----- Passage shown -----

Text to html ratio of a page issue

2019-06-13 19:54发布

I am trying to get Text to HTML Ratio on a given webpage. I am using a strip_html_tags to strip out the html tags and comparing it to the original content on the page to get the ratio. My issue is that I feel like my strip_html_tags function may not get all the tags on webpage. Is there a better way to do this... maybe that just replaces everything that starts with < and >. I can already point out that I am missing a lot of tags that should be stripped in the regex but there has to be a better way to do all this.

function strip_html_tags($text)
{
    $text = preg_replace(array(
        '@<head[^>]*?>.*?</head>@siu',
        '@<style[^>]*?>.*?</style>@siu',
        '@<script[^>]*?.*?</script>@siu',
        '@<object[^>]*?.*?</object>@siu',
        '@<embed[^>]*?.*?</embed>@siu',
        '@<applet[^>]*?.*?</applet>@siu',
        '@<noframes[^>]*?.*?</noframes>@siu',
        '@<noscript[^>]*?.*?</noscript>@siu',
        '@<noembed[^>]*?.*?</noembed>@siu',
        '@</?((address)|(blockquote)|(center)|(del))@iu',
        '@</?((div)|(h[1-9])|(ins)|(isindex)|(p)|(pre))@iu',
        '@</?((dir)|(dl)|(dt)|(dd)|(li)|(menu)|(ol)|(ul))@iu',
        '@</?((table)|(th)|(td)|(caption))@iu',
        '@</?((form)|(button)|(fieldset)|(legend)|(input))@iu',
        '@</?((label)|(select)|(optgroup)|(option)|(textarea))@iu',
        '@</?((frameset)|(frame)|(iframe))@iu',
        '#<[\/\!]*?[^<>]*?>#siu', // Strip out HTML tags
        '#<![\s\S]*?--[ \t\n\r]*>#siu' // Strip multi-line comments including CDATA
    ), array(
        ' ',
        ' ',
        ' ',
        ' ',
        ' ',
        ' ',
        ' ',
        ' ',
        ' ',
        "\n\$0",
        "\n\$0",
        "\n\$0",
        "\n\$0",
        "\n\$0",
        "\n\$0",
        "\n\$0",
        "\n\$0"
    ), $text);
    return strip_tags($text);
}

function check_ratio($url)

----- Records shown -----

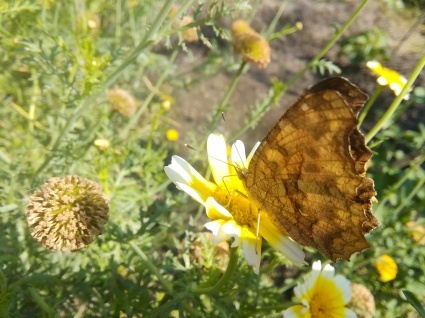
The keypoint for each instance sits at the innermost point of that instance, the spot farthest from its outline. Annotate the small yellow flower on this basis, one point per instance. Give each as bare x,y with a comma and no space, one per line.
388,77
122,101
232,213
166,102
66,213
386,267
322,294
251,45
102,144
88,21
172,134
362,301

-----
----- Records shown -----

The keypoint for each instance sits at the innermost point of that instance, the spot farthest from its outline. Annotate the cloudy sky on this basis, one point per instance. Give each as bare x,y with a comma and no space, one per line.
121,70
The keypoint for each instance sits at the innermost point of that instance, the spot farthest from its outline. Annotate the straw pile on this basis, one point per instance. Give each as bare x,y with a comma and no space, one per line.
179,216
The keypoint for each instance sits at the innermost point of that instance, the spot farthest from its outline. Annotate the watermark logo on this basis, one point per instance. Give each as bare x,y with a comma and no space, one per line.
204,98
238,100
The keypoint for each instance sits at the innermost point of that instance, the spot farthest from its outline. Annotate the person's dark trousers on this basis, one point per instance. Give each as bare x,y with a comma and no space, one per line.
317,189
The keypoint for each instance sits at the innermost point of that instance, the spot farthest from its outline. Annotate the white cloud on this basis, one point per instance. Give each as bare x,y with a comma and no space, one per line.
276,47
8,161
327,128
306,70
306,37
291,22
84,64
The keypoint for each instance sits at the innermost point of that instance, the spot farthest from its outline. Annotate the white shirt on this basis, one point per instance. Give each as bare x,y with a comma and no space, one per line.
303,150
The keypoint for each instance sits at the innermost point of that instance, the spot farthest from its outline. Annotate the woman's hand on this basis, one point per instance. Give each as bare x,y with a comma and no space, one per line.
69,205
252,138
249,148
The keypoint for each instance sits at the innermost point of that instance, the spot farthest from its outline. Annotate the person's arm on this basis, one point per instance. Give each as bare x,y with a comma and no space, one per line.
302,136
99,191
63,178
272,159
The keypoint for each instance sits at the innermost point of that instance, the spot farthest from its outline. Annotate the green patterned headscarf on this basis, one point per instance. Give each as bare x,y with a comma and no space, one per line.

-----

* [What you will do]
1. In the thread on text-to-HTML ratio, what worry does the poster have about the strip_html_tags function?
2. In the records, change "keypoint" to "marker" in everything from the line containing "the person's arm" down to the line containing "Annotate the green". Return only those lines, otherwise unchanged.

* [Solutions below]
1. The poster worries that it may not get all the tags on the webpage.

2.
The marker for each instance sits at the innermost point of that instance, the spot farthest from its outline. Annotate the person's arm on this basis, one point per instance. Give each as bare x,y with a comma and no space, one per line.
302,136
99,191
63,178
272,159
The marker for each instance sits at the innermost point of that instance, the spot farthest from its outline. Annotate the green patterned headscarf on this basis, one point per instance. Give each as bare x,y with a comma and no space, one per line.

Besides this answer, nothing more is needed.